▸ **Data rows**:

## begin

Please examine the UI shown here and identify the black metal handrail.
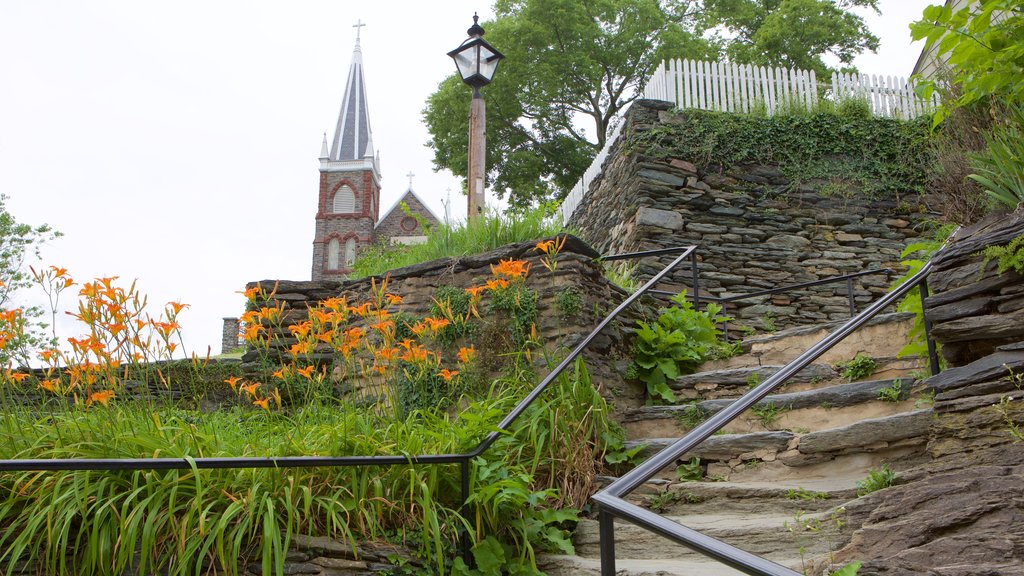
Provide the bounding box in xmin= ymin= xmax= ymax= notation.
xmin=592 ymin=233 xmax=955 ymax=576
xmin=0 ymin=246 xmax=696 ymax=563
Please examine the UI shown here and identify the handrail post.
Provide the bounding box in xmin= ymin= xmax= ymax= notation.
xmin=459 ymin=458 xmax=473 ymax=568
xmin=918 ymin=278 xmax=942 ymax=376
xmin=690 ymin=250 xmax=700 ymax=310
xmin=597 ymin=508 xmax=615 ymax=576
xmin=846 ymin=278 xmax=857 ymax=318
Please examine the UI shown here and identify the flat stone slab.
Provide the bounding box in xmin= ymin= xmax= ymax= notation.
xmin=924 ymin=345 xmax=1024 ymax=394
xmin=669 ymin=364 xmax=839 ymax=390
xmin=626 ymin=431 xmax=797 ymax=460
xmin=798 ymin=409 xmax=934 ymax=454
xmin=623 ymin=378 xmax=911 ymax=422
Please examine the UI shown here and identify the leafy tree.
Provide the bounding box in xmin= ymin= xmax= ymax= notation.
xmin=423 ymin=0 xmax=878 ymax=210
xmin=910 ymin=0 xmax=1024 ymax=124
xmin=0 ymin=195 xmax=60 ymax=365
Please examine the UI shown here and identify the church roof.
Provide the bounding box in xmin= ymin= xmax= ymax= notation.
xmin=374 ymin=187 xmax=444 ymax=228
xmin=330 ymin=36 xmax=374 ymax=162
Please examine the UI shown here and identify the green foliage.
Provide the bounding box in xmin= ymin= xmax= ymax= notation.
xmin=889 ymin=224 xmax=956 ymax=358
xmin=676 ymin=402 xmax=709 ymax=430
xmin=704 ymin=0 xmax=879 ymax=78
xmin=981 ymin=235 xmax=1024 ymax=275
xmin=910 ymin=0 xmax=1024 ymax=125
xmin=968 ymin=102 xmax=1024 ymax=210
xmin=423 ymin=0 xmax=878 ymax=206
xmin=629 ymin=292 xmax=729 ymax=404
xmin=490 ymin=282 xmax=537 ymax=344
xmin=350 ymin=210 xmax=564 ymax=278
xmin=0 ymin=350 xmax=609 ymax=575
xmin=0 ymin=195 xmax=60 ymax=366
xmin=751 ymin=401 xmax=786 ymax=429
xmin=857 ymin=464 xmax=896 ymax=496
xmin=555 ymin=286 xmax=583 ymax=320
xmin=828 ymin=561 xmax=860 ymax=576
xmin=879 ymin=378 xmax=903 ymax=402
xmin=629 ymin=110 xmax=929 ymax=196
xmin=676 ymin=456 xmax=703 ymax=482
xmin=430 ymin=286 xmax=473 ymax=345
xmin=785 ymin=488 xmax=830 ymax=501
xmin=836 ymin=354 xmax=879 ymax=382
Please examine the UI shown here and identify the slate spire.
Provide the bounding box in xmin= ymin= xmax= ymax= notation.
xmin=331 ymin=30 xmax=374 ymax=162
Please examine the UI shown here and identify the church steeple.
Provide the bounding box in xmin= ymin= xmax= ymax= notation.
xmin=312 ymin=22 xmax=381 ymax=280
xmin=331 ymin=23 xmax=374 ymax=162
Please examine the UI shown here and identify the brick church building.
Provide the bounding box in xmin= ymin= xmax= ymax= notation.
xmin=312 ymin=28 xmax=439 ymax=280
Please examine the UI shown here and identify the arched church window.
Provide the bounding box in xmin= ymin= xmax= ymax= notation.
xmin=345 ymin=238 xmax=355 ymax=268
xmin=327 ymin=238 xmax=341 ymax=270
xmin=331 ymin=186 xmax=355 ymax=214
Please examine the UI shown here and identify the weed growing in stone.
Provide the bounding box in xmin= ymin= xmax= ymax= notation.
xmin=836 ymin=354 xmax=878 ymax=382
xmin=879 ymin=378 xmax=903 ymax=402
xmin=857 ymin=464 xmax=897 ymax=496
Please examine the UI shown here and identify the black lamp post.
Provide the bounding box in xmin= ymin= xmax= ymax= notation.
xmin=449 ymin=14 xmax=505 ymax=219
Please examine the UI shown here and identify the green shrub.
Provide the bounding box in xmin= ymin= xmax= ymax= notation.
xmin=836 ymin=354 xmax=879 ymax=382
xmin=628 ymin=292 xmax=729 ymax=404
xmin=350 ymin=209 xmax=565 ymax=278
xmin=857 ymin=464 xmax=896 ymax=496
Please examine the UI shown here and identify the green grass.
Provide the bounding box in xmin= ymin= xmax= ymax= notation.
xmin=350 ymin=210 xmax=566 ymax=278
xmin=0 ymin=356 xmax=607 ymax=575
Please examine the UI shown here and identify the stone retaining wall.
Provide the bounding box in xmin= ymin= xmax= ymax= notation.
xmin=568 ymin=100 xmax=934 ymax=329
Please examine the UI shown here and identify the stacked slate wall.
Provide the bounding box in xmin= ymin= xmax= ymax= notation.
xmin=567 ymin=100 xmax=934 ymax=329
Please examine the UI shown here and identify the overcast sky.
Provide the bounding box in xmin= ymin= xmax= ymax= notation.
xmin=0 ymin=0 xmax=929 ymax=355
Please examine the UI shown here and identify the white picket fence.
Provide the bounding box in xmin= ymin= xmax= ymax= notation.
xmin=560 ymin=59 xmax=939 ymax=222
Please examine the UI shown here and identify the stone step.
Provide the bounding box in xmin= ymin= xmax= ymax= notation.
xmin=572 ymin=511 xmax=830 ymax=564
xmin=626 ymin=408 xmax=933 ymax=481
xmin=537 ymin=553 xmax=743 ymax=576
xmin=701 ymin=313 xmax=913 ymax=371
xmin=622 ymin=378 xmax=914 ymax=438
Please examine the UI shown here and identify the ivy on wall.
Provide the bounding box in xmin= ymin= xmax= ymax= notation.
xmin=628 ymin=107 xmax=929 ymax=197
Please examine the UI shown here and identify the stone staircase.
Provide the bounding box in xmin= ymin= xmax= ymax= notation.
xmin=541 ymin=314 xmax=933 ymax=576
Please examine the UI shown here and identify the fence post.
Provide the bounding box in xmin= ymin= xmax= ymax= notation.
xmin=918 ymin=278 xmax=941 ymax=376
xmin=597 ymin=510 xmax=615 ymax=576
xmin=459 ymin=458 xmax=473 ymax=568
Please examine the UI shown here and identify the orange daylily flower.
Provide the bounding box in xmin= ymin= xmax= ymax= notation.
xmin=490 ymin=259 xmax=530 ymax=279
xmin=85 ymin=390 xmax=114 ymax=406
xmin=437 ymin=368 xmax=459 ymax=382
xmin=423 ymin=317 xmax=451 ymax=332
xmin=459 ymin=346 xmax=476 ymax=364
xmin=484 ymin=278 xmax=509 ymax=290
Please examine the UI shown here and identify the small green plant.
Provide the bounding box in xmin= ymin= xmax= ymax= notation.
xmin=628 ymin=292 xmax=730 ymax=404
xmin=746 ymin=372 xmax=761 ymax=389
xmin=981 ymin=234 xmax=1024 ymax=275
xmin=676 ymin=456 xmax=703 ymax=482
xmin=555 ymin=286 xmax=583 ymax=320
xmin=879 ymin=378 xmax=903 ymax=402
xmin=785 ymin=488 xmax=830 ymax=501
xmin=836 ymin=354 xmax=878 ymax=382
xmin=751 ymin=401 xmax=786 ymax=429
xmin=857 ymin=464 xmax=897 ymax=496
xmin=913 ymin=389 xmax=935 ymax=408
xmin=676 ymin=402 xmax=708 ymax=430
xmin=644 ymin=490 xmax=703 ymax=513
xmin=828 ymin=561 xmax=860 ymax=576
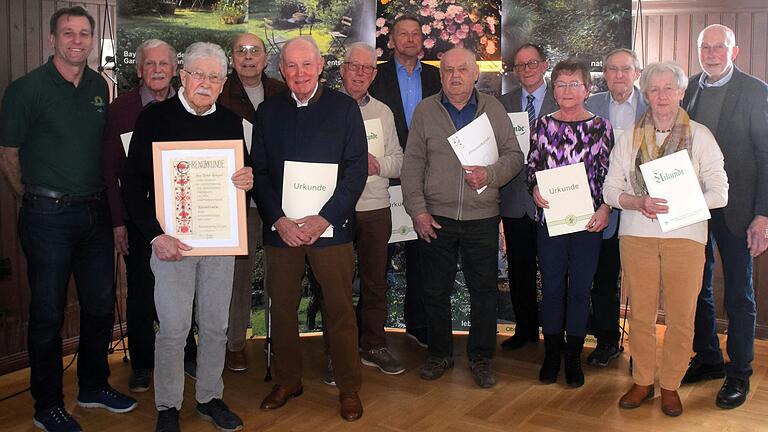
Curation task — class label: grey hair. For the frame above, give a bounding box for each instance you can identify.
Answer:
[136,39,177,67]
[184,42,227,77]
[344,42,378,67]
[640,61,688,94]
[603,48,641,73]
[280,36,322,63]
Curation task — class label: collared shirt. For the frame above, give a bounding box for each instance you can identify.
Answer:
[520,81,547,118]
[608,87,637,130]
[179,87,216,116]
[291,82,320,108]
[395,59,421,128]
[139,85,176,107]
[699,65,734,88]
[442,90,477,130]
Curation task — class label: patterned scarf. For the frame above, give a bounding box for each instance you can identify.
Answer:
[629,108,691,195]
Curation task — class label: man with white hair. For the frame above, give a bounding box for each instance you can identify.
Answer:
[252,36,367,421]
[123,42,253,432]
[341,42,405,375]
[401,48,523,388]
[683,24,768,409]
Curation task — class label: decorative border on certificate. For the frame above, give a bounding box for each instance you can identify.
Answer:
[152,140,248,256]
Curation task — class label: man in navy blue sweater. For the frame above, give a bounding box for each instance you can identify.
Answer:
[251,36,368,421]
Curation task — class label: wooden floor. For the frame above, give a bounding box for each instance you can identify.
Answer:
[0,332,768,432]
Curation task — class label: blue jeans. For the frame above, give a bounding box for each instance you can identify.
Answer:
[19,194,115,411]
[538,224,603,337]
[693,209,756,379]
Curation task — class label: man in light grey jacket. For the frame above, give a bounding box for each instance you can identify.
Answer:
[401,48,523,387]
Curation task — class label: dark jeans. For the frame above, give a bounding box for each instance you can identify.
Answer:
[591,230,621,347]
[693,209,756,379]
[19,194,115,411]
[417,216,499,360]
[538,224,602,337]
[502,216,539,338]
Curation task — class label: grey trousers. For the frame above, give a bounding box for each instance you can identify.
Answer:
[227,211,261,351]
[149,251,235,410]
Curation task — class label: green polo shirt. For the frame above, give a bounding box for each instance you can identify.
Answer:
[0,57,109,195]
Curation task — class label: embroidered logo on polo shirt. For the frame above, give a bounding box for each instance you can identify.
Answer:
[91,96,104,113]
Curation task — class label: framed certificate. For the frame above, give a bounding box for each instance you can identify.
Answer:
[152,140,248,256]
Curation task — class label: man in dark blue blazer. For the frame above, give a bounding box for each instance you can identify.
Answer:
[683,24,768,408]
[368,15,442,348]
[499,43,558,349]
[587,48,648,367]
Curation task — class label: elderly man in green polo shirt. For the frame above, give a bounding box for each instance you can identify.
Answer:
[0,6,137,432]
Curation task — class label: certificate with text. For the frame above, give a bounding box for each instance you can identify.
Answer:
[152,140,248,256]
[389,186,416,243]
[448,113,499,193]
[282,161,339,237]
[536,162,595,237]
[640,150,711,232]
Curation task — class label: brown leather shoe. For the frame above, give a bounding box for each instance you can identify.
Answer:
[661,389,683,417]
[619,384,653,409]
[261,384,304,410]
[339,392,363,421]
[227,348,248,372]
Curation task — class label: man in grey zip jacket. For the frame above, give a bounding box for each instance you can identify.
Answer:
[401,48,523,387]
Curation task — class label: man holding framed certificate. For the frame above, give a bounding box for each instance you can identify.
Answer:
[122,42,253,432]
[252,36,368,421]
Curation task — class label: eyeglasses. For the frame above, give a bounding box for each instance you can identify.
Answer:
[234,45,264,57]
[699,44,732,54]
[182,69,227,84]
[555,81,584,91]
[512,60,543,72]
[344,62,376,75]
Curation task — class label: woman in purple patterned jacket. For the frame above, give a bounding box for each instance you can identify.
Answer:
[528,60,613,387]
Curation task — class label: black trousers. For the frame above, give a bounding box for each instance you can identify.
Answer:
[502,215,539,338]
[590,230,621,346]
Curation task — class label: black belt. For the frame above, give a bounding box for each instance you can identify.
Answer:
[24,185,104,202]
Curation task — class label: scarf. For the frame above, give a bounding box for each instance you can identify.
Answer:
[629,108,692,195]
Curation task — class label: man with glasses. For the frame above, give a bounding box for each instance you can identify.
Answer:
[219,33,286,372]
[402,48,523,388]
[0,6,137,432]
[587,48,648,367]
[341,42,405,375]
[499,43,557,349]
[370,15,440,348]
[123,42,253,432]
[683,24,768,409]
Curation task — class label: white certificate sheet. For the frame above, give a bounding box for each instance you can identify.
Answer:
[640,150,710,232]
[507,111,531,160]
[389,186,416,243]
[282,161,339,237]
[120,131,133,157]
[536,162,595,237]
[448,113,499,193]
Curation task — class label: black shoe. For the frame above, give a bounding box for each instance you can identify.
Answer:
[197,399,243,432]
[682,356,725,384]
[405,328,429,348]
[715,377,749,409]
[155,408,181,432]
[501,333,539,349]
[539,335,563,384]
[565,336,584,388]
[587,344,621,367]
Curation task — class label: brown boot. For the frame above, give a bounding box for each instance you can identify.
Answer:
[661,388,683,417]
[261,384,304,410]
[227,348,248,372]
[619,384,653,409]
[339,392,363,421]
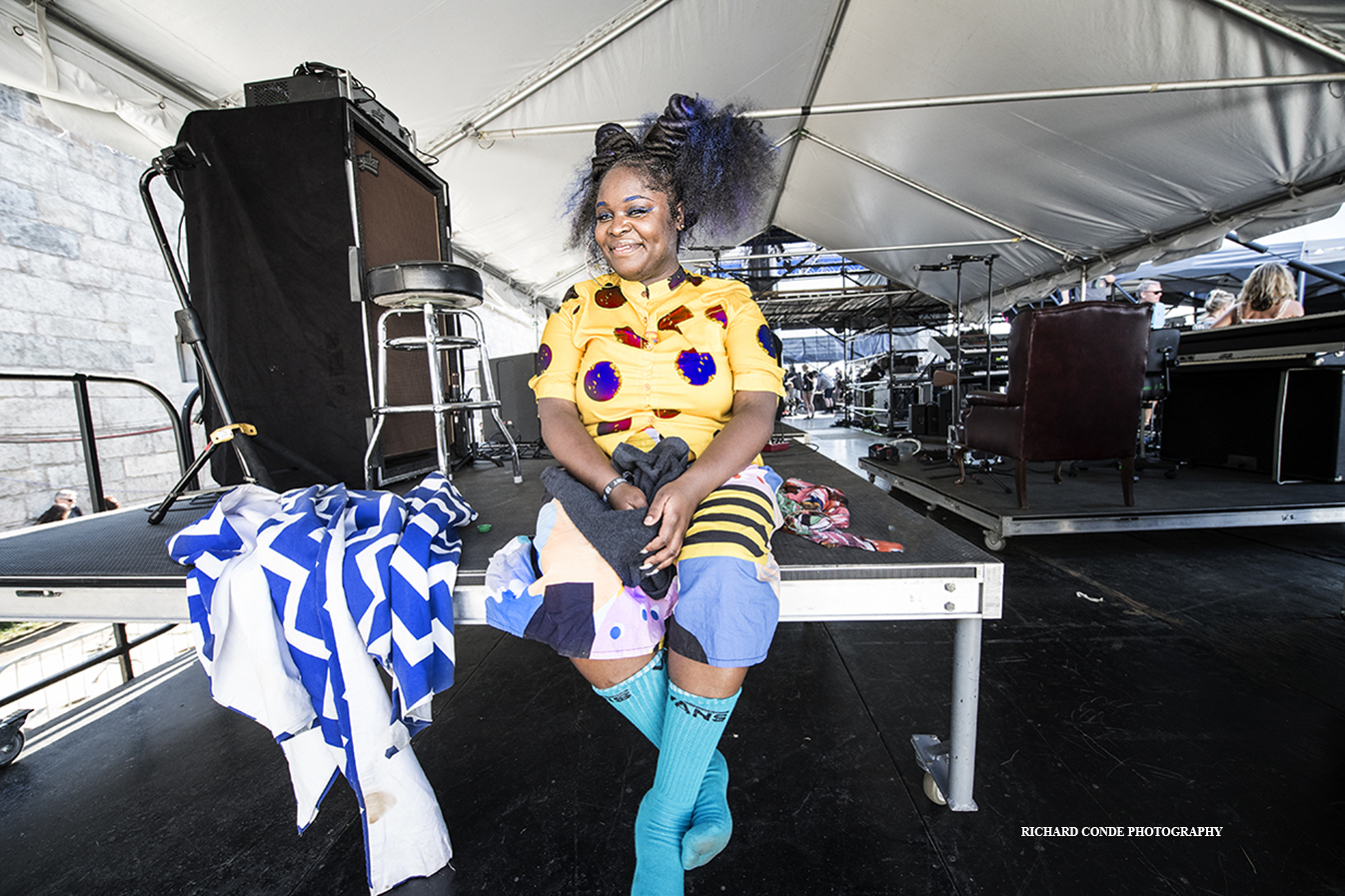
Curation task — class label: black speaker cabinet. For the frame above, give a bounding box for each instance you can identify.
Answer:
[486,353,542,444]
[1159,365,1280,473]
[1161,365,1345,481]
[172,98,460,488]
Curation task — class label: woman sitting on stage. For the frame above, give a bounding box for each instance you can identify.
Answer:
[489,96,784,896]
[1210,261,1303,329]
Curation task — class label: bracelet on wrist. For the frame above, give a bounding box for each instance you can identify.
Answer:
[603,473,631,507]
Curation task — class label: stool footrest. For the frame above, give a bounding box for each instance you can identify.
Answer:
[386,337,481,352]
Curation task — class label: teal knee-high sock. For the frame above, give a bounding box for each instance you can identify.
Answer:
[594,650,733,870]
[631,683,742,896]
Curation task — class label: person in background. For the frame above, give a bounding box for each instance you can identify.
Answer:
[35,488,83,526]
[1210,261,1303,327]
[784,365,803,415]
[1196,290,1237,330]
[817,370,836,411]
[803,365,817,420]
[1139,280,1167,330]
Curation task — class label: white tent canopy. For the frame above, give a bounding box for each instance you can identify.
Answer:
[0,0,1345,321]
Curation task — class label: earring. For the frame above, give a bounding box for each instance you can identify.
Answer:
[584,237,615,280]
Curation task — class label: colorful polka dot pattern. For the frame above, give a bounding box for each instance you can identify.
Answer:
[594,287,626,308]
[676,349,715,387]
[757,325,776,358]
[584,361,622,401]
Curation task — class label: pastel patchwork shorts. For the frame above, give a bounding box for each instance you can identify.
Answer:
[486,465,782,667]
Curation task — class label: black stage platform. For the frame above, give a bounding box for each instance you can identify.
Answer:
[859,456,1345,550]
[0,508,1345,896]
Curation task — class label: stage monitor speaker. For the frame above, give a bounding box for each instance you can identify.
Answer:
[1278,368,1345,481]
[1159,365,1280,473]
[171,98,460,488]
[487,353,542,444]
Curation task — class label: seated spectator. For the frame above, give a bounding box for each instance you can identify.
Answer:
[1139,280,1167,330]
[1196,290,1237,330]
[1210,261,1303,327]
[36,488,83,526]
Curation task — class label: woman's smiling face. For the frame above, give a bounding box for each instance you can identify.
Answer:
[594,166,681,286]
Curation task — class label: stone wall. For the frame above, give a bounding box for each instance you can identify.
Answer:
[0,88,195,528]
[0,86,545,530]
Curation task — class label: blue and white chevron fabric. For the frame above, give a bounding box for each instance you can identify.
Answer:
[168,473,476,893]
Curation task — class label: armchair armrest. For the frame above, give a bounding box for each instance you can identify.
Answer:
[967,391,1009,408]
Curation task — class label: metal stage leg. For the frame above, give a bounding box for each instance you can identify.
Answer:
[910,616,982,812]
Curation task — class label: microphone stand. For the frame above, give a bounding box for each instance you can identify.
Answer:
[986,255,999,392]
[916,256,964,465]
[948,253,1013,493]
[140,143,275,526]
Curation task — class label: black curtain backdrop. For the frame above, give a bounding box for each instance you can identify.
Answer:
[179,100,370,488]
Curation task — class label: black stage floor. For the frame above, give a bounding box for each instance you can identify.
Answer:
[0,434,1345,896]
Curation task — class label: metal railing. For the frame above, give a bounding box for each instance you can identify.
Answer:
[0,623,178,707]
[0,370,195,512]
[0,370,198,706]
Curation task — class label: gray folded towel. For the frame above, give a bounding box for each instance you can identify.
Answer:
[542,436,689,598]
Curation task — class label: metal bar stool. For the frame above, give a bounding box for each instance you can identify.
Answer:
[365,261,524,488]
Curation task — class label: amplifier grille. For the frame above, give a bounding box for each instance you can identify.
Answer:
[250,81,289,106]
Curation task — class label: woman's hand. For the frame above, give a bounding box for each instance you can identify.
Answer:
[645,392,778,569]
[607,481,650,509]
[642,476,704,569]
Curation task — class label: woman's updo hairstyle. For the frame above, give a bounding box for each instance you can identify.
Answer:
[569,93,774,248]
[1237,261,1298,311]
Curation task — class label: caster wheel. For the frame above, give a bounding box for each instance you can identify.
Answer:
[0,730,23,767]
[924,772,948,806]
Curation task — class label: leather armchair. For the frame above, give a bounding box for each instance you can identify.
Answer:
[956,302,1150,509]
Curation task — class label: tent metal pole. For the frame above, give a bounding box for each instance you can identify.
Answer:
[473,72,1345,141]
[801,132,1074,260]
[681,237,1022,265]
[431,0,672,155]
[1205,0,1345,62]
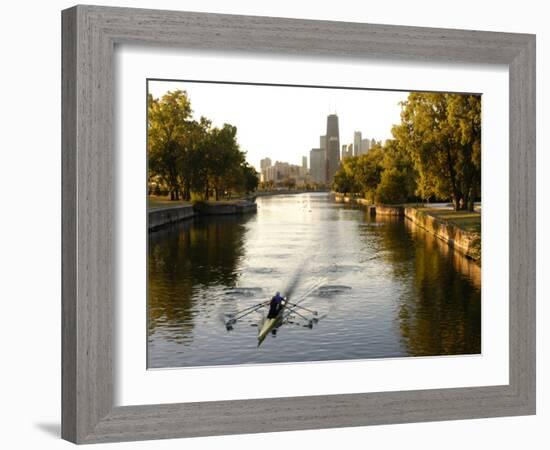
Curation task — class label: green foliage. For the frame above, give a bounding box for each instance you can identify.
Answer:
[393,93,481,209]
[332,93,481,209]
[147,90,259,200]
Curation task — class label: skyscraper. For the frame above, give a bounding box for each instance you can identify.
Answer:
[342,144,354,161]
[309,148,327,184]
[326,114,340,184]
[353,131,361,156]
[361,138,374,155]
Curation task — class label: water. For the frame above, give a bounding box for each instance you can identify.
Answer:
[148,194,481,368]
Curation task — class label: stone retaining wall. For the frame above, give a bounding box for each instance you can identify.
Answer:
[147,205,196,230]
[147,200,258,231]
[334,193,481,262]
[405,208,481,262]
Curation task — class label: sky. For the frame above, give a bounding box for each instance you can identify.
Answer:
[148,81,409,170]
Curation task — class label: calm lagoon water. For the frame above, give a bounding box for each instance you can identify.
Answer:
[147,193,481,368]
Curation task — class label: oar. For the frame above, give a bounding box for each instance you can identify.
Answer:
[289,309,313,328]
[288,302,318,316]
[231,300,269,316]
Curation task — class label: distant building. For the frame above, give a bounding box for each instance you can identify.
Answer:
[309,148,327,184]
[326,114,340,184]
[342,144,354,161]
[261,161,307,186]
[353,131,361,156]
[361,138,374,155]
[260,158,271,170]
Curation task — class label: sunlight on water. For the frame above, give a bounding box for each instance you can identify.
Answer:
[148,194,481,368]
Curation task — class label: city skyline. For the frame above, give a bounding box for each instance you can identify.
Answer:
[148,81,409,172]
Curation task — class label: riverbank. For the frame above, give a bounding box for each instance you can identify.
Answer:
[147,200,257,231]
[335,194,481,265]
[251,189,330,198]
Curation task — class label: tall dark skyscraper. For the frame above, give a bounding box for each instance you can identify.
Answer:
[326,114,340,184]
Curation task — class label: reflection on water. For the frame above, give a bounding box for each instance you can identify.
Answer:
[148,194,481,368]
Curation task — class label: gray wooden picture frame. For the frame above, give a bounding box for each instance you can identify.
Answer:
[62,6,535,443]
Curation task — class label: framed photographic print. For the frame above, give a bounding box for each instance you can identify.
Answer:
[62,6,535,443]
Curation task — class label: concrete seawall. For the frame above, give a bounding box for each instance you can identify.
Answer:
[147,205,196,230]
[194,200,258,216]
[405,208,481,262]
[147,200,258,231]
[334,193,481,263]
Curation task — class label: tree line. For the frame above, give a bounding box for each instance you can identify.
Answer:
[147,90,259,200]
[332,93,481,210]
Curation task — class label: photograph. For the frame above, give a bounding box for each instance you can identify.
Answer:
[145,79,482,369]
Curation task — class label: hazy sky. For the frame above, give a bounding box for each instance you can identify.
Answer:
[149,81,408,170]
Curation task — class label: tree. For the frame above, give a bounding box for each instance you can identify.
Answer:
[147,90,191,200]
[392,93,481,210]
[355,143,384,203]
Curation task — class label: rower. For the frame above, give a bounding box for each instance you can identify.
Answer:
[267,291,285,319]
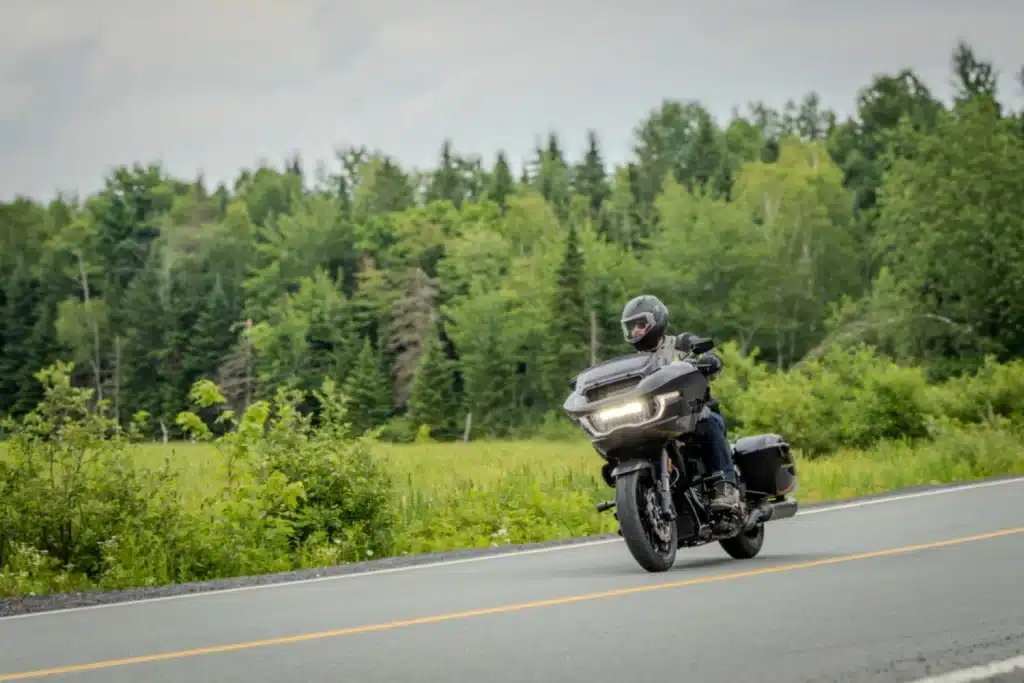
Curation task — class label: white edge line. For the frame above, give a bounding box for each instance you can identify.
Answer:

## end

▸ **Your objective**:
Give the lines of the items above as a JSON list of strings, one string per line. Start at the first line and end with the line containing "xmin=0 ymin=246 xmax=696 ymax=563", include both ends, and leave out blank lines and the pictures.

▸ **Answer to the problem**:
[
  "Please examine the UI shown here and identify the black metal handrail.",
  "Provide the bounding box in xmin= ymin= xmax= ymax= notation.",
  "xmin=592 ymin=233 xmax=955 ymax=576",
  "xmin=0 ymin=246 xmax=696 ymax=563"
]